— Task to carry out —
Below are records to give again exactly; omit each image they contain.
= = = =
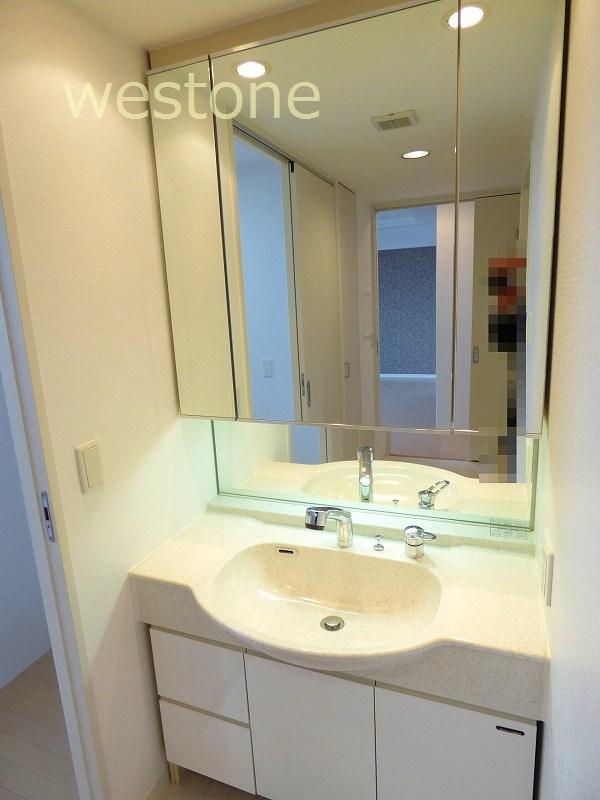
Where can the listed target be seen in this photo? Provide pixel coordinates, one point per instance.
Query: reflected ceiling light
(469, 17)
(251, 69)
(416, 154)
= = = =
— Exercise answer —
Where can the listed target be seen in this photo? Provide pixel coordinates, one point per instance.
Query: reflected ceiling light
(469, 17)
(251, 69)
(416, 154)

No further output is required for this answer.